INPUT
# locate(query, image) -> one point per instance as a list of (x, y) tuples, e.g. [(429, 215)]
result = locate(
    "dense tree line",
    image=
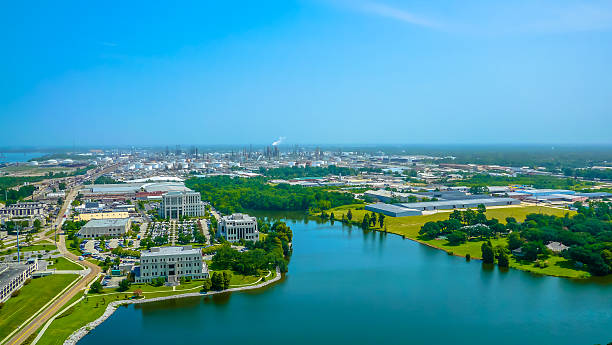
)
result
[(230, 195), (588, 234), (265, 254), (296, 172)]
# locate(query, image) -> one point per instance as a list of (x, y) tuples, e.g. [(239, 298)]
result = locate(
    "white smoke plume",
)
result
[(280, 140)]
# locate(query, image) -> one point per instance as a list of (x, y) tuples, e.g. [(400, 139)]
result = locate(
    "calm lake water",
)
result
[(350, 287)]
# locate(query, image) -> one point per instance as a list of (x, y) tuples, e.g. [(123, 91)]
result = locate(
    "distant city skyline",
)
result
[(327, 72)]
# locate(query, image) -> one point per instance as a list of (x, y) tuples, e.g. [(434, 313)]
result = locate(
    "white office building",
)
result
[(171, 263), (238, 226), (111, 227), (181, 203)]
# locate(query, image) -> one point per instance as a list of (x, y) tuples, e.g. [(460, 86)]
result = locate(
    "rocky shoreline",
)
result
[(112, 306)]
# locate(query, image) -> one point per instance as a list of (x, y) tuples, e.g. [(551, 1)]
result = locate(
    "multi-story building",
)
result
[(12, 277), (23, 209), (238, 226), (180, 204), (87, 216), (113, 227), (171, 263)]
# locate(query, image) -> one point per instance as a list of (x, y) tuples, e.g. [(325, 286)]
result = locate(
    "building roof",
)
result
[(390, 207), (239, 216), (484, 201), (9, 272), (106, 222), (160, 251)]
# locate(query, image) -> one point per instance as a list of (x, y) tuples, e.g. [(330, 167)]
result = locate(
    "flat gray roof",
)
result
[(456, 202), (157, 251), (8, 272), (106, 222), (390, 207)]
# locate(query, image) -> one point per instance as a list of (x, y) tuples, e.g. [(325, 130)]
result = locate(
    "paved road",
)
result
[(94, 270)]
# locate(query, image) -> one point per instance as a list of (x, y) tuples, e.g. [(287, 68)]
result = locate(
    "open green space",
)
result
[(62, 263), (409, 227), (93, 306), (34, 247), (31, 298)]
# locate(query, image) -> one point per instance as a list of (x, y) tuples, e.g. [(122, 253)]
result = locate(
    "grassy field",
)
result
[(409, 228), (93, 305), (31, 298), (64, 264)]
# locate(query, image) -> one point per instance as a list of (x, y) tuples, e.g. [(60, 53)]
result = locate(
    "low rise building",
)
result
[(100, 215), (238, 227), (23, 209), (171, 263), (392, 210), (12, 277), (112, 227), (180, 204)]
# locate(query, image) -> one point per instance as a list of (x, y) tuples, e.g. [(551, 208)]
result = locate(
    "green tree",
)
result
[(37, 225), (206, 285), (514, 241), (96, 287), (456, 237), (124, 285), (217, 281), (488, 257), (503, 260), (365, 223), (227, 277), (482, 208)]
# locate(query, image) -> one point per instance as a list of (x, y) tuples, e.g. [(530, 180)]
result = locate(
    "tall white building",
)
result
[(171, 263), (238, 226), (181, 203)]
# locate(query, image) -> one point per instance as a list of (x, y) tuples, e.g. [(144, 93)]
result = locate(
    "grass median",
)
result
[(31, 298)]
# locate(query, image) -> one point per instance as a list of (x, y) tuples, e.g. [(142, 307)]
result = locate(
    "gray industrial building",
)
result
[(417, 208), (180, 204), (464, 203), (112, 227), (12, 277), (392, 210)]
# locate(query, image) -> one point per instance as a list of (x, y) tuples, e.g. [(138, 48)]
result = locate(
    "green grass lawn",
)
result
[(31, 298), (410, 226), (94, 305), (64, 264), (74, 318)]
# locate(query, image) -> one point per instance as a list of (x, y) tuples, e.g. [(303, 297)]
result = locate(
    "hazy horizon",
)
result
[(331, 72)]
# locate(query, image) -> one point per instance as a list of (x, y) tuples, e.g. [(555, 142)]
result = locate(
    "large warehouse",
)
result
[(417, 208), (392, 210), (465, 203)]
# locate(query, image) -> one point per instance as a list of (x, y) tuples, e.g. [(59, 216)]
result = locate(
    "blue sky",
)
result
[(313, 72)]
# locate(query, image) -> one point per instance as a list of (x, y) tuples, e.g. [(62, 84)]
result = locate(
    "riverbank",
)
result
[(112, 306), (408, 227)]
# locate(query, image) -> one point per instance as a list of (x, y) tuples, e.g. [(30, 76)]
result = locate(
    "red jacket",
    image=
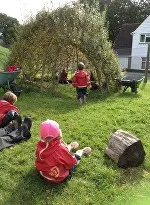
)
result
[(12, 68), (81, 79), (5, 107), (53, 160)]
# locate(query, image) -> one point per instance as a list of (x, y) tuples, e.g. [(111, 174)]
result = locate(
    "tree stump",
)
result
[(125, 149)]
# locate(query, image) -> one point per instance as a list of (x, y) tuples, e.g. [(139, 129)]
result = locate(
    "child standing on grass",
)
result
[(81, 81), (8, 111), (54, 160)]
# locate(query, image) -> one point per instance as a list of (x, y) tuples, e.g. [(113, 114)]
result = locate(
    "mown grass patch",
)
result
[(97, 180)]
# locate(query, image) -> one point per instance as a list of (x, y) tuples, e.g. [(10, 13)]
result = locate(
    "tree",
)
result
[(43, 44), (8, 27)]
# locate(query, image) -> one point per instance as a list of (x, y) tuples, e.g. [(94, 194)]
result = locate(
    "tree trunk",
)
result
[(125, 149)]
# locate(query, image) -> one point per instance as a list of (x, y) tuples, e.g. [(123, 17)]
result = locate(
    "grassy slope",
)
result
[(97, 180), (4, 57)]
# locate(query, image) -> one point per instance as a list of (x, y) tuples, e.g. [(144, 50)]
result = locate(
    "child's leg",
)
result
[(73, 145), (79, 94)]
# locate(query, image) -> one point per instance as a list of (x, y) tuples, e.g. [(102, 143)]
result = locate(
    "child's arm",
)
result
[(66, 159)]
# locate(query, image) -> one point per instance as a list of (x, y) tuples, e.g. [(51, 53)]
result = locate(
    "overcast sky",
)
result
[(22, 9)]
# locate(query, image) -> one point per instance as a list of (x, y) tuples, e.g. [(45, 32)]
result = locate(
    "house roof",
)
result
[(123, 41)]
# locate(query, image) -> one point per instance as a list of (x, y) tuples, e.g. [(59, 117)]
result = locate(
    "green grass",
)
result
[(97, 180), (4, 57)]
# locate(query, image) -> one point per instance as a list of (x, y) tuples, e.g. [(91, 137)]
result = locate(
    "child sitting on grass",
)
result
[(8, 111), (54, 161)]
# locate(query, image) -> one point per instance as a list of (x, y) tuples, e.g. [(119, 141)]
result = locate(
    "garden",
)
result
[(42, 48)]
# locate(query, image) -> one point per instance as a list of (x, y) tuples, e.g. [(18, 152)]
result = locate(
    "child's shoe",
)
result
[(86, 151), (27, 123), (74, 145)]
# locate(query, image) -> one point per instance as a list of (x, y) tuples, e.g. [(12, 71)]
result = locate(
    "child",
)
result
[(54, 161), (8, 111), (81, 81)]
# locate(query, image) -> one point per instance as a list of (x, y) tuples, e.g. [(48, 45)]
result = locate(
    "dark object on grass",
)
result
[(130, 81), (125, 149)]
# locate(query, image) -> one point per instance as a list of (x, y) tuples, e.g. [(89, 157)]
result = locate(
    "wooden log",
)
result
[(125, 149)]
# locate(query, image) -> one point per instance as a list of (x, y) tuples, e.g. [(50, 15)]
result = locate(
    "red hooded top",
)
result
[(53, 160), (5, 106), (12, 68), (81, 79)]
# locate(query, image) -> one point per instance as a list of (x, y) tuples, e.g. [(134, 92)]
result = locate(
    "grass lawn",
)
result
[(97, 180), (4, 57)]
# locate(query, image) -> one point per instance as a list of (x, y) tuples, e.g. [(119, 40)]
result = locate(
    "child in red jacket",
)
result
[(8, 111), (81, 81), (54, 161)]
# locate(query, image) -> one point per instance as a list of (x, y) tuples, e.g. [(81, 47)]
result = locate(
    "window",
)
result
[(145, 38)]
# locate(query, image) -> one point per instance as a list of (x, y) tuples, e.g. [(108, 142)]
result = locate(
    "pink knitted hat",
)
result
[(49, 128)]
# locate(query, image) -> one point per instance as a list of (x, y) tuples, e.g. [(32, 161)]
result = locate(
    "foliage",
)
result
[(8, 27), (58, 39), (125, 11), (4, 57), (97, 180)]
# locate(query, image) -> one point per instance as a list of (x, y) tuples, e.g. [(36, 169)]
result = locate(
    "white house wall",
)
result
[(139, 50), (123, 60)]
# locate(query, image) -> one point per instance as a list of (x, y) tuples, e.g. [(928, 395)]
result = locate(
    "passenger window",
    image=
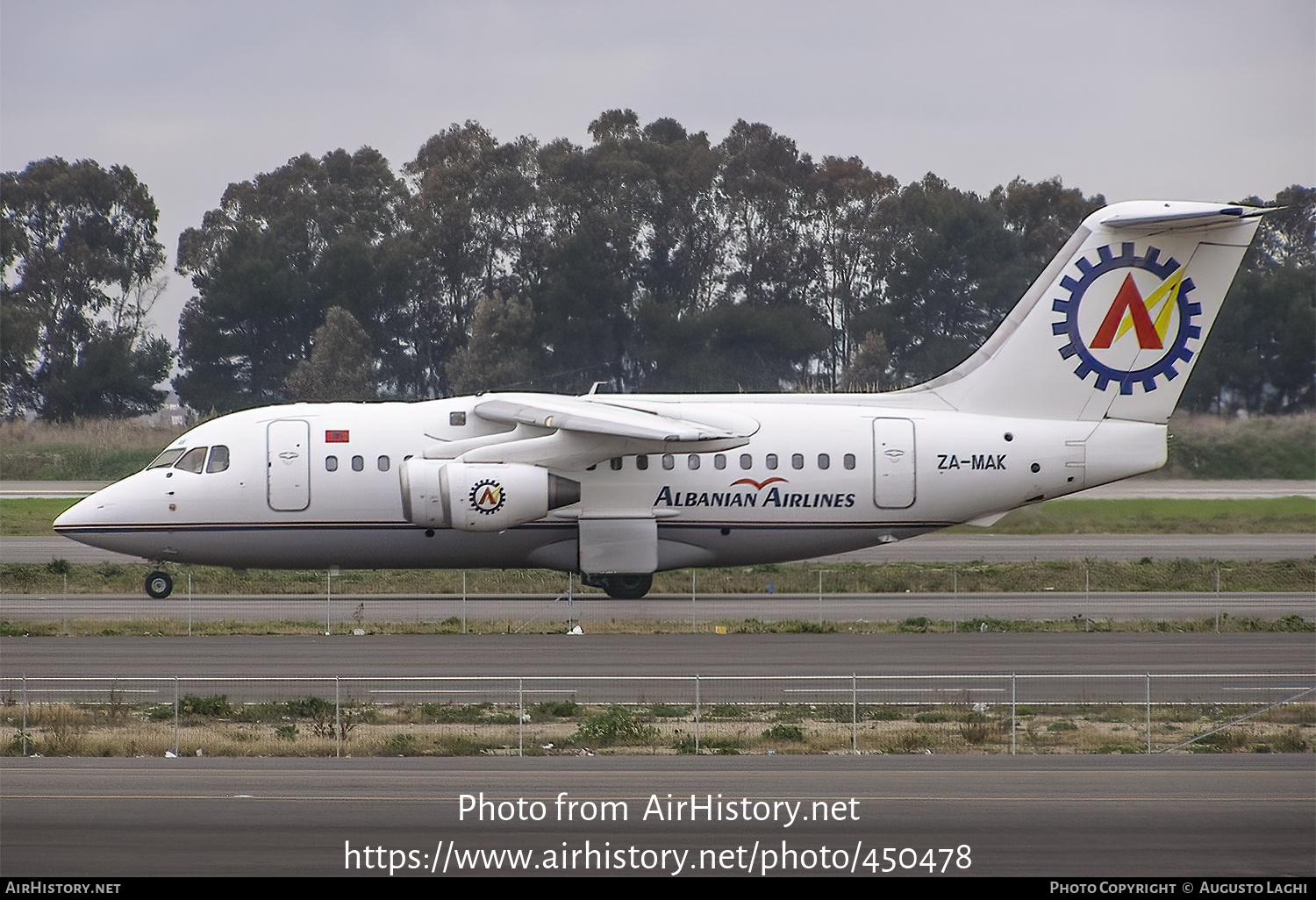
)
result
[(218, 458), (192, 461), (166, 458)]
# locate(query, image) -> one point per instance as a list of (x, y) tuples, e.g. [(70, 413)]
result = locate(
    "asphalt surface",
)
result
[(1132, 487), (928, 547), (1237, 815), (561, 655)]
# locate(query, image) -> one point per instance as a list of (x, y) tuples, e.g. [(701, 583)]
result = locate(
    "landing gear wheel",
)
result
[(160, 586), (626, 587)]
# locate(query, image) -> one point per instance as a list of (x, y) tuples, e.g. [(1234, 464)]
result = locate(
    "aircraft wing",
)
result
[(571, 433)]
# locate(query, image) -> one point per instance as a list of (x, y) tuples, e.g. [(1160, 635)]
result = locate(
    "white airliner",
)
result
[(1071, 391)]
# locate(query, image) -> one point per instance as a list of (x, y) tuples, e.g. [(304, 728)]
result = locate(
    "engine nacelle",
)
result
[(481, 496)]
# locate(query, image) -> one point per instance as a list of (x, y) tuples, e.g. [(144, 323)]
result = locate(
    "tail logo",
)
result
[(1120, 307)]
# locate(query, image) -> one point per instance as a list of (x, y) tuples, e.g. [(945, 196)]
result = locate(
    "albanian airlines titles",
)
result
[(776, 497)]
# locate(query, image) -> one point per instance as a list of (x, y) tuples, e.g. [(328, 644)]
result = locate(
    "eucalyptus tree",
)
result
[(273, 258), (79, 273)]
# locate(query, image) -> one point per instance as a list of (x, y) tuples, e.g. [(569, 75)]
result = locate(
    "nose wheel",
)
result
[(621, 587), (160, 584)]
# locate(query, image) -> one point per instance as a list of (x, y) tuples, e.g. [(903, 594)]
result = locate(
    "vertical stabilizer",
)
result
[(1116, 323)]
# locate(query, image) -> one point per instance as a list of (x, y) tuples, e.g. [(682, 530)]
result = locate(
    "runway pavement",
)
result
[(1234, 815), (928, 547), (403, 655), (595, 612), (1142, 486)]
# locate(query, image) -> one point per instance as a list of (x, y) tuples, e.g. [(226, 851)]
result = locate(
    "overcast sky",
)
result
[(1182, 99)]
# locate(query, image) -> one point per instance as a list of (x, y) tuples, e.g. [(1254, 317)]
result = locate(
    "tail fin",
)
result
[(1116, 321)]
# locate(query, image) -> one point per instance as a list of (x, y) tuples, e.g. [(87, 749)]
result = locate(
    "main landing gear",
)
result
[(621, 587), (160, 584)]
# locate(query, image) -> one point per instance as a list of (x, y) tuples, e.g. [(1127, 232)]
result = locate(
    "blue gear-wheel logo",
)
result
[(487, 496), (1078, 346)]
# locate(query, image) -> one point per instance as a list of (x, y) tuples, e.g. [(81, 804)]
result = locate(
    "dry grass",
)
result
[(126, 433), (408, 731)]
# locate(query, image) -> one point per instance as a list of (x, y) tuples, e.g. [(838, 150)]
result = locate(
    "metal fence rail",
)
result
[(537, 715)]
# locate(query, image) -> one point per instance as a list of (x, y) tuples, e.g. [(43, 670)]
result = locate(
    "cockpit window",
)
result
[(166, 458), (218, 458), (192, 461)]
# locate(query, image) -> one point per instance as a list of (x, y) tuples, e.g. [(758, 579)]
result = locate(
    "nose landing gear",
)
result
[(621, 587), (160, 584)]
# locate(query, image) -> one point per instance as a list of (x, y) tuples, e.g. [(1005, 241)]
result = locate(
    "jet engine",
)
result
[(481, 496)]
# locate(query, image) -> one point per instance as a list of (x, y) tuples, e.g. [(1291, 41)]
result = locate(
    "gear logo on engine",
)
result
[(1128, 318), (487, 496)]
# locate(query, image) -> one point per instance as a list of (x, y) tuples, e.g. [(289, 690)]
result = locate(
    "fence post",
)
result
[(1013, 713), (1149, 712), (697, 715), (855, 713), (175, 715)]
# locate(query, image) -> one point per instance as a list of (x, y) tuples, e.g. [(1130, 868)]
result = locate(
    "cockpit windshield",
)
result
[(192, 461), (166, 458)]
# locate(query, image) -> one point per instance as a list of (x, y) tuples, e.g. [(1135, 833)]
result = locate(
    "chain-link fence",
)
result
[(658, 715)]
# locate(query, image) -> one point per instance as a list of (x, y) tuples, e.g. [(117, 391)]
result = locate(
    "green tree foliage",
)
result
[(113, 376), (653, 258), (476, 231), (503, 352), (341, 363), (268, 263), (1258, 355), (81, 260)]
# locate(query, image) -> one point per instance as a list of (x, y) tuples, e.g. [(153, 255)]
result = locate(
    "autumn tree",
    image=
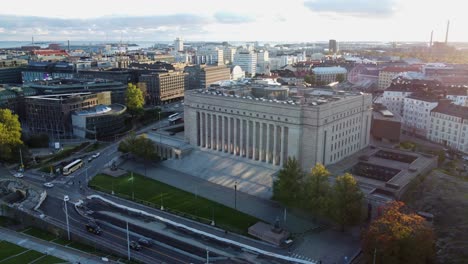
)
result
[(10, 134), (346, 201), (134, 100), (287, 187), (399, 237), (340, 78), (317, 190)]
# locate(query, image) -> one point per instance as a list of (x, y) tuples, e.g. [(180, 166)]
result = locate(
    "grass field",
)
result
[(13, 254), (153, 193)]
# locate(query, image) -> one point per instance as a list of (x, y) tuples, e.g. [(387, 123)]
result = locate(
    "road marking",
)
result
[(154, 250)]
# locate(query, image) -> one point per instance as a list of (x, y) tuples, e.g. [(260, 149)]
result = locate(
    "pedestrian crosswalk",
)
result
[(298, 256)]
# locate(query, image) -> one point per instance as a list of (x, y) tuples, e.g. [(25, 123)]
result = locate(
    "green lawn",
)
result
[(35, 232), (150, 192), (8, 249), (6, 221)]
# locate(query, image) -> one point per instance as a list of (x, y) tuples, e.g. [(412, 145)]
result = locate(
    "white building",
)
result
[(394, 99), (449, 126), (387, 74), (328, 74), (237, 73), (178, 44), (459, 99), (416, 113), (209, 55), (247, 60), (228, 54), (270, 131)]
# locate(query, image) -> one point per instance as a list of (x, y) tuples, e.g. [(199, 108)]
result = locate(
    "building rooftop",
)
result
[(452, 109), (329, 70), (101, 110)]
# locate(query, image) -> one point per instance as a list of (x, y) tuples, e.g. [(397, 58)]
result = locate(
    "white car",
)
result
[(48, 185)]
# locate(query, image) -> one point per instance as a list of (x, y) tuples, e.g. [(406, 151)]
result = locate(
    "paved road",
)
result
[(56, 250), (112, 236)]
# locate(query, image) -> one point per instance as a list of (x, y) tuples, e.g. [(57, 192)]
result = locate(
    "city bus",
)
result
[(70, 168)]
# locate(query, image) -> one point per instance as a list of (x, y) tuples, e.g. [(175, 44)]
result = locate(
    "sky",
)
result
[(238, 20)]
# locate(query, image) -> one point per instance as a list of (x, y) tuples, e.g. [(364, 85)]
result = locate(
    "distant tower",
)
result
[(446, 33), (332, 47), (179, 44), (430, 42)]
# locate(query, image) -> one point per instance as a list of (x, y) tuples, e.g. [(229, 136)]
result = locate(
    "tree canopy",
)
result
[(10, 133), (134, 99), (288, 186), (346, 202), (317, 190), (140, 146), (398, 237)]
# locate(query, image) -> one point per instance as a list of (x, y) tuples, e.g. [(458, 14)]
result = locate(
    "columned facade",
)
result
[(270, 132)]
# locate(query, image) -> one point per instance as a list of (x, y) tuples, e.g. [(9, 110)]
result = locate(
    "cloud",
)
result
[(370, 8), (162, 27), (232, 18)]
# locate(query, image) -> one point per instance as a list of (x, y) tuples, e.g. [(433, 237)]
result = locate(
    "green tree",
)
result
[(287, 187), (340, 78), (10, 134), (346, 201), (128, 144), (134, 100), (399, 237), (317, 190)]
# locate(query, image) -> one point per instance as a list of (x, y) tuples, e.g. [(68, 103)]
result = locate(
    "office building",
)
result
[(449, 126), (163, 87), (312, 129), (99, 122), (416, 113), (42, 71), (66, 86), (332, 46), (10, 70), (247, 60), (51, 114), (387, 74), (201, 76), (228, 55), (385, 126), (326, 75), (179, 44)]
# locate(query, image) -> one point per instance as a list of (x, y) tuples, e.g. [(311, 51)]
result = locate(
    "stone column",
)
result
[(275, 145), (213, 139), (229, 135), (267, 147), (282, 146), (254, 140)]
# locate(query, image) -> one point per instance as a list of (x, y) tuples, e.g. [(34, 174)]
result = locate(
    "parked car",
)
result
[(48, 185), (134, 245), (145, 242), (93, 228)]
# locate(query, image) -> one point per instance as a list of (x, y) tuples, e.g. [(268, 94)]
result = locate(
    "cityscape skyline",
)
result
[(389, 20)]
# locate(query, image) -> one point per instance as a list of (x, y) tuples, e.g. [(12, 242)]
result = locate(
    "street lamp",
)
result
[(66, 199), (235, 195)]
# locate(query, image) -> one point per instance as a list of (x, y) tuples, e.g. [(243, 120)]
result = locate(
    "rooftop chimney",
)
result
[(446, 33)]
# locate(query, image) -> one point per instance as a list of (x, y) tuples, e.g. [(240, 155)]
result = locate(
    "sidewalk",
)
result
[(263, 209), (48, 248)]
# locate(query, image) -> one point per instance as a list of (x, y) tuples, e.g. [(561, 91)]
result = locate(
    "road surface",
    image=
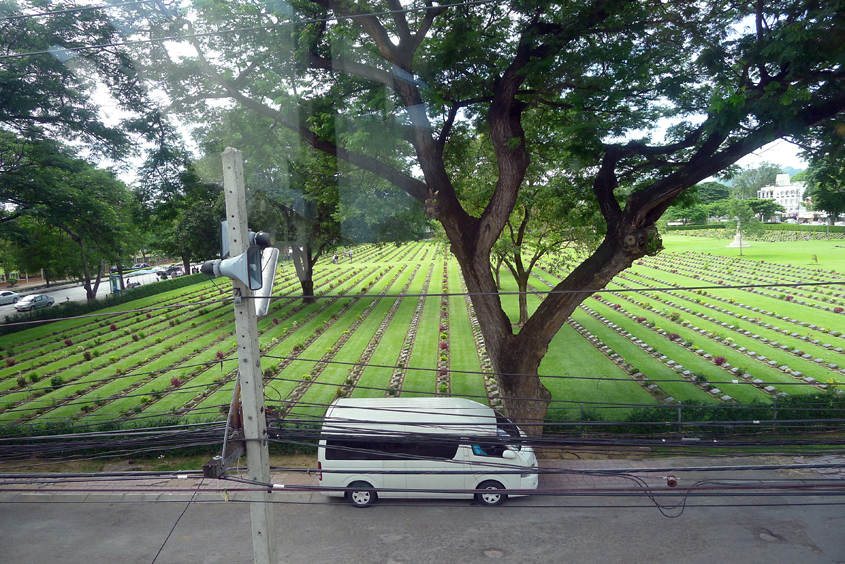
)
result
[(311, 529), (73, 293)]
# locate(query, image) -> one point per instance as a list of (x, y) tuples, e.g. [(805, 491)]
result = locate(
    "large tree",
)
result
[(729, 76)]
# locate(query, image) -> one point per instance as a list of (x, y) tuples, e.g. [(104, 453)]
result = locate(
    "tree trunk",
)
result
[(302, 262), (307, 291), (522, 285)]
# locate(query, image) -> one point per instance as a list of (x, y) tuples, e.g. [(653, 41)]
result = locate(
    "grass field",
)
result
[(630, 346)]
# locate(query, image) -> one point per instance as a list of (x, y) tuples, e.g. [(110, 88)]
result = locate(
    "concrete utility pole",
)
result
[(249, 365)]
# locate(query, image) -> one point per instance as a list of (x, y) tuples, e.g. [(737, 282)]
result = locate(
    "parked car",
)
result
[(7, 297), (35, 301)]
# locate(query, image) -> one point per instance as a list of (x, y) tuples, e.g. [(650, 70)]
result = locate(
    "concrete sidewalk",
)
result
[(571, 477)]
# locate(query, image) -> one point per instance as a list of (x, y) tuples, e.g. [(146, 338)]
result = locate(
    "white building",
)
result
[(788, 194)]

EXERCISE GOAL
Exactly and only the lines from the top of the records down to the line containing "e.g. [(330, 167)]" should be transcribed, please, without the pictures.

COMPLETED TASK
# locate(query, image) -> one point per instance as a list of (x, y) tuples, e.g. [(429, 215)]
result = locate(
    "dense tree line",
    image=
)
result
[(230, 195), (588, 234), (265, 254), (296, 172)]
# locate(query, image) -> one point per instance as a list of (x, y) tuples, e.g. [(239, 298)]
result = locate(
    "white smoke plume",
)
result
[(280, 140)]
# locate(query, image) -> one point per instance as a list of (x, y) tuples, e.g. [(400, 139)]
result = locate(
    "calm lake water",
)
result
[(350, 287)]
# locate(query, image) -> one point per instance as a list of (x, y) tuples, e.g. [(123, 91)]
result = locate(
    "distant city skyline",
)
result
[(327, 72)]
# locate(query, image) -> one point per instance as a list of (x, y) tuples, e.g. [(434, 313)]
result = locate(
    "white office building",
)
result
[(171, 263), (238, 226), (111, 227), (181, 203)]
# locate(query, image) -> one point per instance as a list of (x, y) tuples, e.g. [(460, 86)]
result = locate(
    "rocky shoreline",
)
result
[(112, 306)]
# locate(query, image) -> one point per instance as a list of (x, y) tuples, e.g. [(551, 1)]
result = locate(
    "multi-story building",
)
result
[(12, 277), (23, 209), (238, 226), (180, 204), (87, 216), (113, 227), (171, 263)]
# locate(query, image) -> one point per instance as a list of (x, y) tuples, e.g. [(325, 286)]
result = locate(
    "building roof",
)
result
[(390, 207), (239, 216), (484, 201), (9, 272), (106, 222), (160, 251)]
# locate(query, image) -> one point per instance as a list of (x, y) tuples, e.g. [(330, 167)]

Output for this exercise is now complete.